【内容摘要】 从本质上言,学术始终是生命展开的进程,由此,理论永远没有终结与完美,唯一可以确信的是:学术的探索和理论的构建,始终标识为开始。一种学术,一种思考,一种思想,一种由思考和思想而生成的理论,惟有当它具备了开始的精神品质与内在动力,它才真正称得上是一种学术、一种思考、一种思想、一种理论。新伦理学亦应如此:它伴随着《新伦理学》的问世而开始了自我的神圣时代使命;它不断得到传播、理解、运用、批评及其向更新更广领域拓展的过程,则是担当自我责任迈向新征程的开始:新伦理学作为一种标志,一种象征,一种转向,就蕴含在它不断开始、不断起步这一过程之中。所以,新伦理学不是一种静态的理论,也不是一种已完成的思想,而是一种精神运动、思想运动和方法运动过程,在过程中展开与发展,在过程中丰富和提升、开掘与拓展,这就是新伦理学的伦理精神。

========================================

> [题目 1]:
请根据新伦理学摘要回答以下问题。
(a) 从本质上言,学术始终是什么?
(b) 新伦理学伴随着哪部著作的问世而开始了自我的神圣时代使命?
(c) 摘要指出新伦理学不是哪两种东西?
> [题目 2]:
请在新伦理学摘要的最后一句之后续写下去。

所收集的数据:
========================================

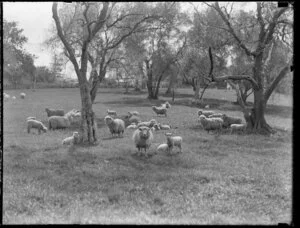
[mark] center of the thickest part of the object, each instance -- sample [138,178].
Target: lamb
[56,122]
[160,110]
[72,139]
[142,138]
[147,124]
[116,126]
[173,141]
[111,112]
[205,113]
[22,95]
[211,123]
[237,127]
[228,120]
[32,123]
[54,112]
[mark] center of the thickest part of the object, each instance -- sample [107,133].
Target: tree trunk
[88,128]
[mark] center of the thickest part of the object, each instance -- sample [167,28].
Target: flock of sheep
[143,130]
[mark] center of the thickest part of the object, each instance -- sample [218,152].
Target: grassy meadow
[226,179]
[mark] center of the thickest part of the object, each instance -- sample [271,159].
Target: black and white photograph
[147,113]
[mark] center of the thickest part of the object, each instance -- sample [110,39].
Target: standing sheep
[72,139]
[115,126]
[211,123]
[32,123]
[54,112]
[22,95]
[142,138]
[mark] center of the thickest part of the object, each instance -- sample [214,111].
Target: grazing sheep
[32,123]
[164,127]
[72,139]
[160,110]
[133,113]
[237,127]
[228,120]
[132,126]
[54,112]
[205,113]
[116,126]
[166,105]
[211,123]
[56,122]
[163,148]
[22,95]
[173,141]
[148,124]
[111,112]
[142,138]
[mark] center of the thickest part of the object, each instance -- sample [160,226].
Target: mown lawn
[230,179]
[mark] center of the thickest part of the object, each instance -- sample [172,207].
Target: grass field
[230,179]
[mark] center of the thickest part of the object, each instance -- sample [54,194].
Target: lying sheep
[56,122]
[142,138]
[211,123]
[32,123]
[111,112]
[205,113]
[22,95]
[173,141]
[228,120]
[148,123]
[72,139]
[237,127]
[160,110]
[115,126]
[54,112]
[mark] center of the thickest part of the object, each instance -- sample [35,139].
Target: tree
[269,22]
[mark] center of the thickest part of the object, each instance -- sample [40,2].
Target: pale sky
[35,19]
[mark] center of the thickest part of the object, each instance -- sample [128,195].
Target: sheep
[54,112]
[32,123]
[166,105]
[72,139]
[22,95]
[132,126]
[205,113]
[211,123]
[111,112]
[147,124]
[173,141]
[116,126]
[228,120]
[237,127]
[142,138]
[164,127]
[133,113]
[56,122]
[160,110]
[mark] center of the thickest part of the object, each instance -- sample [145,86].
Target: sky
[35,18]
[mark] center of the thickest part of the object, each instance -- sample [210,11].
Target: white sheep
[205,113]
[72,139]
[32,123]
[160,110]
[56,122]
[23,95]
[237,127]
[115,126]
[174,141]
[54,112]
[228,120]
[147,123]
[211,123]
[142,138]
[111,112]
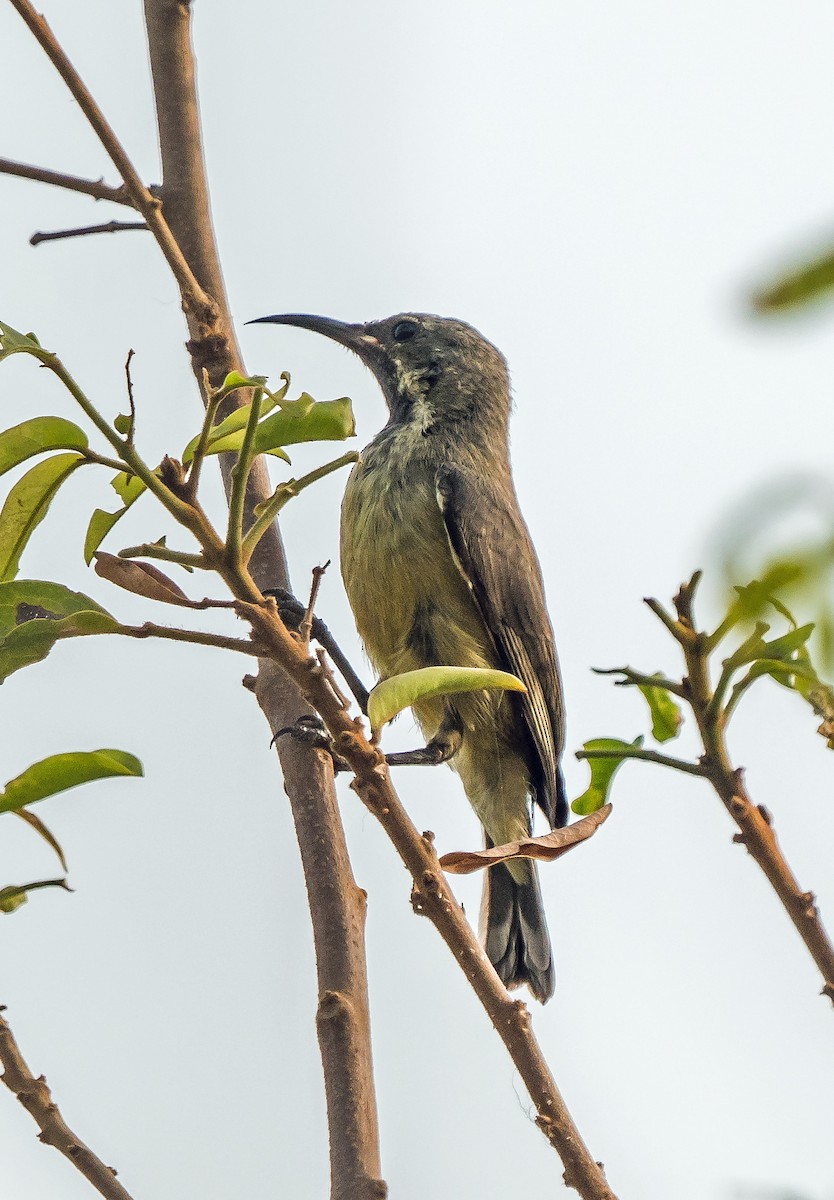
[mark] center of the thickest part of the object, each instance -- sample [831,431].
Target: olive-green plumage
[439,570]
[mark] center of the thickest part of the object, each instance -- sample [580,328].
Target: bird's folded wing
[493,550]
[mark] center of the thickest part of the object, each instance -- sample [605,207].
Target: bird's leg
[292,613]
[312,732]
[443,747]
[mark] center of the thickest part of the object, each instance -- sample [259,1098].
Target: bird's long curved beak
[354,337]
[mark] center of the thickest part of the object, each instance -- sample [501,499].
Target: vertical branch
[336,904]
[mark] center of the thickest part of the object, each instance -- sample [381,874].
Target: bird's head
[431,369]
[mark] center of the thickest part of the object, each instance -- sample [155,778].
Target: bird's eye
[405,330]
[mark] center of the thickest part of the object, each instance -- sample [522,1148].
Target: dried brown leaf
[545,849]
[142,579]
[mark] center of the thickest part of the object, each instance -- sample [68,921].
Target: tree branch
[336,903]
[36,1098]
[756,831]
[432,897]
[95,187]
[193,295]
[85,231]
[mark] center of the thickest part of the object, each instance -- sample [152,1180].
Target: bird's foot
[311,731]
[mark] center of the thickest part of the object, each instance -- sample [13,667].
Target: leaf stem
[240,474]
[689,768]
[282,495]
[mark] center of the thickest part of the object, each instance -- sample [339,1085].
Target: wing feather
[493,549]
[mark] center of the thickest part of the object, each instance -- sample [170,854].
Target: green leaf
[31,642]
[12,342]
[666,718]
[804,283]
[27,504]
[15,895]
[39,436]
[129,489]
[60,772]
[601,773]
[53,600]
[785,647]
[41,829]
[301,420]
[390,696]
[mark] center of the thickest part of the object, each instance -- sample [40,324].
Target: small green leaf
[804,283]
[53,598]
[27,504]
[785,647]
[666,718]
[393,695]
[33,641]
[601,773]
[41,829]
[12,342]
[129,489]
[60,772]
[39,436]
[11,898]
[301,420]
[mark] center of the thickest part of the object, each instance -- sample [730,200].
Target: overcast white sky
[593,186]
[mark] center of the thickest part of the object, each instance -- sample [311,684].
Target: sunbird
[439,569]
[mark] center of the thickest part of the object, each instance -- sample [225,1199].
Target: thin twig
[36,1098]
[131,427]
[433,898]
[95,187]
[307,619]
[143,199]
[756,829]
[85,231]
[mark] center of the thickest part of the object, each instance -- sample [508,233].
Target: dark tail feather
[514,930]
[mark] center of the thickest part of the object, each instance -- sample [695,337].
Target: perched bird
[439,569]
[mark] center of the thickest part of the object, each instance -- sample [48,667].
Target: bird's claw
[311,731]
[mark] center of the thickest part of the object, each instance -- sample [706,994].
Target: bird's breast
[412,604]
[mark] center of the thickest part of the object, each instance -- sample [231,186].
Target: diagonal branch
[149,205]
[85,231]
[754,822]
[95,187]
[36,1098]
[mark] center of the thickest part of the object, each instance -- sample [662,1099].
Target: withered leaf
[545,849]
[141,577]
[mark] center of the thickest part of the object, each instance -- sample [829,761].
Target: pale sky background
[594,186]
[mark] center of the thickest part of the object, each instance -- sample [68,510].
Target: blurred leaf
[545,849]
[393,695]
[143,579]
[799,286]
[41,829]
[39,436]
[12,342]
[34,640]
[27,504]
[666,717]
[601,773]
[40,594]
[11,898]
[60,772]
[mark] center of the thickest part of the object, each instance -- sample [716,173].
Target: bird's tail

========================================

> [正确答案 1]:
(a) 学术始终是生命展开的进程。
(b) 《新伦理学》。
(c) 新伦理学不是一种静态的理论,也不是一种已完成的思想。

> [正确答案 2]:
【关键词】 新伦理学 伦理精神 人性存在境遇 生态整体视域 道德重构
一、全球性生态处境与道德重构
我们早已进入21世纪。21世纪之于中华民族,如同20世纪一样具有特别的生存学意义:20世纪的中华民族,所面临的是图存保种、抗御外侮,为此而展开商战与兵战半个世纪,其最强劲的推动力,却是文化革命:五四运动动因于国家政治,指向于文化图新,但由其国运对政治的特别需要,五四运动最终没有完成她应有的文化使命。五四之于中华民族,因为摆脱苦难而爆发,但她却给这个苦难的民族,激发出了更新的苦难历程,并使这种苦难奋斗的历程持续百年而进入21世纪。21世纪之中国,所面临的不再是野蛮的军事帝国主义和政治帝国主义,而是经济帝国主义和文化帝国主义,因而,经济的全球之战和文化的世界之战,构成民族存在发展的时代主题。
在国人的被动思维惯性中,认为只要采取各种方式维持政治稳定的前提下发展经济,一切问题都可以解决并且能解决。这种经济万能主义,却是通过感觉而形成的;这种感觉主义的“思维-行动”模式,却是建立在对西方社会历史的随心所欲改造基础上的。客观地看,西方资本主义的真正建立,是在19世纪,而为资本主义形成所进行的文化思想奠基建设,却经历了数百年,从中世纪的宗教神学对信仰的理性求证,到14世纪末所掀起的 “回到希腊去”的文艺复兴运动,再到古典主义、宗教改革(包括加尔文清教主义和路德新教改革)、启蒙运动,以及19世纪的浪漫主义和批判现实主义,无不从信仰、认知、思想、观念、伦理、道德、教育以及政治、法律等方面为经济市场主义奠定了坚实的文化基础。所以,文化思想建设是经济市场主义的奠基石。哪怕是当代社会的经济全球化,也是以文化全球化为普遍的社会推动力。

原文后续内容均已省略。